Stored items
--- --- ---

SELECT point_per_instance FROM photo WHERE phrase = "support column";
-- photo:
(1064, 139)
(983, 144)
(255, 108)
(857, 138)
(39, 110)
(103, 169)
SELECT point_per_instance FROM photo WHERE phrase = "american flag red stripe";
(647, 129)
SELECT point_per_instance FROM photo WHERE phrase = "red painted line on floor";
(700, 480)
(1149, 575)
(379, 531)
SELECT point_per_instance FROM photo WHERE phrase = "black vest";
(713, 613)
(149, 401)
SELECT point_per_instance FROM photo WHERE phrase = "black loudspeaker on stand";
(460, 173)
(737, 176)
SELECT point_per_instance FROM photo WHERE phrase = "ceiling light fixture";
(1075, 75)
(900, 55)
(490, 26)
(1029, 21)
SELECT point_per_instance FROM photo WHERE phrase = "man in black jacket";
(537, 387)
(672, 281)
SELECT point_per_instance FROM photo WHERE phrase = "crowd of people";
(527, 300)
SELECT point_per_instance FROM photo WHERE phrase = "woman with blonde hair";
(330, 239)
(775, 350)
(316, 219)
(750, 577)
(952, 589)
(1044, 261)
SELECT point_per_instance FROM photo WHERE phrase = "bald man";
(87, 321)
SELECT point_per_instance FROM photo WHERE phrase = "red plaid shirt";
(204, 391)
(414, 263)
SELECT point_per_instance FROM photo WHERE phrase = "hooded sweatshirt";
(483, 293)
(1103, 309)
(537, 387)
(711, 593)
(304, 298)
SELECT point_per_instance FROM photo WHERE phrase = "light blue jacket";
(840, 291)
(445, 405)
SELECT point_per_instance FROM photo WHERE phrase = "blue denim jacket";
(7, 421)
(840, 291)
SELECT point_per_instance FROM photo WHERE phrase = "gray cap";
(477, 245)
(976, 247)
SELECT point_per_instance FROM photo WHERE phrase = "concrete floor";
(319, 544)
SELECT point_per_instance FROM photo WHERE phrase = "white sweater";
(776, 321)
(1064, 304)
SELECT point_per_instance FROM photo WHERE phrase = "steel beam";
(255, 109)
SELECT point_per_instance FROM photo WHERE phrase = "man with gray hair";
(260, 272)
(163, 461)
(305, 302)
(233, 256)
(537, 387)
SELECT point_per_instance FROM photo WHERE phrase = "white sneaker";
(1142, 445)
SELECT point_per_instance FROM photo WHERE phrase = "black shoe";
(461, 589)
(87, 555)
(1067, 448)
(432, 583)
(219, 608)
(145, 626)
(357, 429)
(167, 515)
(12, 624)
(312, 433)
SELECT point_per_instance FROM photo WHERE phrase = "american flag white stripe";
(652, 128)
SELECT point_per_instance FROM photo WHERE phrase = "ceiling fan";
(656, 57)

--- --- ---

▶ **Problem requirements**:
What you return must match the data word for word.

▶ **Task result**:
SELECT point_per_instance FROM photo WHERE phrase = "support column";
-- photo:
(1064, 139)
(983, 144)
(255, 108)
(857, 138)
(39, 110)
(103, 169)
SELECT point_per_instance FROM photo WHERE phrase = "american flag red stripe";
(647, 129)
SELECT point_per_instance FROM photo WHERE phrase = "red painted line on floor";
(700, 480)
(1149, 575)
(379, 531)
SELECT point_per_instance FROM photo WHERE phrase = "black vest";
(713, 613)
(149, 401)
SELECT point_per_instance FROM photo WHERE phrase = "black loudspeaker on stand";
(460, 173)
(737, 176)
SELECT point_per_instance FROM photo WHERE phrase = "ceiling light fixture";
(1075, 75)
(900, 55)
(490, 26)
(1029, 21)
SELECT point_per_instance FROM photo WHERE phrase = "man in black jacket";
(537, 387)
(672, 281)
SELECT point_per_instance FROM photo WHERE phrase = "crowd of people";
(527, 300)
SELECT point_per_instance FROM photo WHERE phrase = "woman with blonde hair";
(330, 239)
(775, 350)
(316, 219)
(750, 577)
(952, 589)
(1044, 261)
SELECT point_per_instance FROM photo WHERE phrase = "bald man";
(87, 321)
SELECT point_per_instance FROM photo WHERE phrase = "red plaid shirt";
(204, 391)
(414, 263)
SELECT point_per_instance FROM photo WHERE phrase = "hooded sweatshirt";
(483, 293)
(1103, 309)
(537, 387)
(711, 593)
(304, 298)
SELECT point_per_instance FROM photo WHERE phrase = "light blue jacket";
(840, 291)
(445, 405)
SELECT point_per_instance FROM photo WHERE phrase = "blue denim jacket";
(7, 421)
(840, 291)
SELECT point_per_instance FROM photo WHERE phrase = "gray cap";
(477, 245)
(976, 247)
SELECT point_per_instance FROM photo WHERE phrase = "concrete floor";
(319, 544)
SELECT point_per_instance FROM photo WHERE phrase = "white sweater";
(776, 321)
(1064, 304)
SELECT point_per_instance FROM photo WHERE phrase = "steel beam";
(255, 109)
SELECT point_per_instance FROM photo WHERE phrase = "man with gray hair";
(260, 272)
(163, 461)
(305, 302)
(233, 256)
(537, 387)
SELECT point_per_instance FROM photo WHERE phrase = "white sneaker";
(1142, 445)
SELECT point_per_instance FROM photo WHERE phrase = "black shoe";
(461, 589)
(87, 555)
(1067, 448)
(432, 583)
(219, 608)
(145, 626)
(357, 429)
(167, 515)
(12, 624)
(312, 433)
SELECT point_per_instance FROM photo WHERE phrase = "american flag white stripe";
(652, 128)
SELECT point_per_instance FROM photo WHERE phrase = "ceiling fan";
(656, 57)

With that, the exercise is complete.